• _Excerpt_:
>> Start

53. A method as claimed in claim 32 wherein the metadata identifies a user interface definition.
54. A method as claimed in claim 53 wherein the user interface definition includes a variable name of data to be rendered in a presentation based on the second datastream.
55. A method as claimed in claim 53 wherein the user interface definition identifies screen position of data on a user interface display screen in a presentation to be rendered by the second datastream, and the metadata identifies the screen position of the data.
56. A method as claimed in claim 55 wherein the screen position is indicated by character row and column on the user interface display screen of a presentation rendered by the second datastream, and the metadata identifies the row and column of the respective data.
57. A method as claimed in claim 32 wherein the user interface definition includes a variable name associated with a data value, and the metadata identifies the variable name and data value.
58. A method as claimed in claim 32 wherein the metadata identifies a presentation screen rendered based on the second datastream.
59. A method comprising the steps of:
a) using metadata to extract elements of a presentation datastream; and
b) using the extracted elements by processing or storing the extracted elements in addition to rendering the presentation.

>> End

• _What is expected_:
Answer these questions about the patent claims above.
1. In claim 54, what does the user interface definition include?
2. According to claim 56, how is the screen position indicated?
3. What two steps does claim 59 list?

• _Source data_:
>> Start

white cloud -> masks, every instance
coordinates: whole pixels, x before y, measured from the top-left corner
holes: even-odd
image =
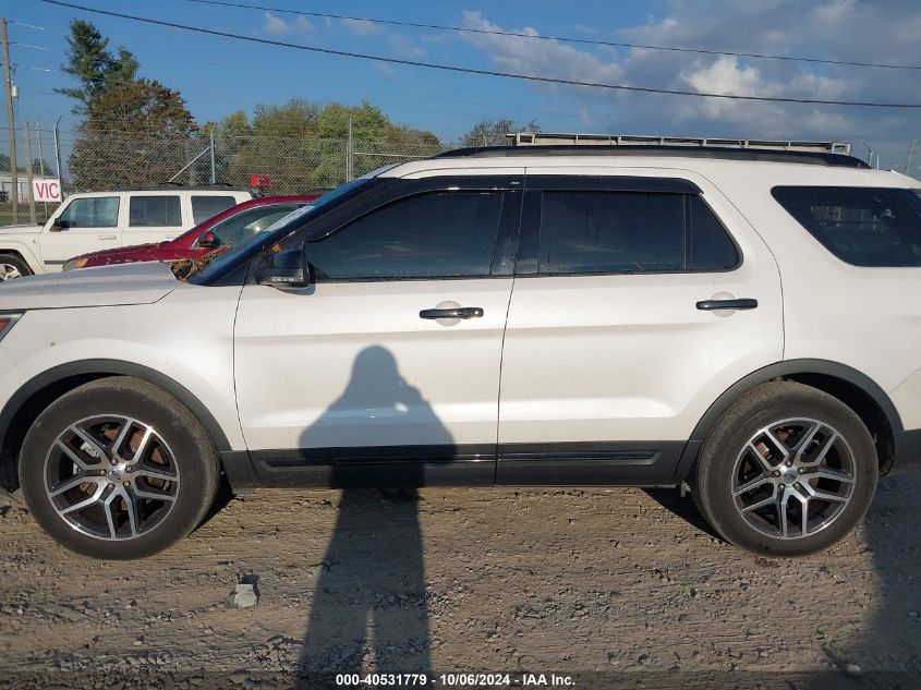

>> End

• _Solved exercise_:
1. A variable name of data to be rendered in a presentation based on the second datastream.
2. By character row and column on the user interface display screen of a presentation rendered by the second datastream.
3. Using metadata to extract elements of a presentation datastream, and using the extracted elements by processing or storing them in addition to rendering the presentation.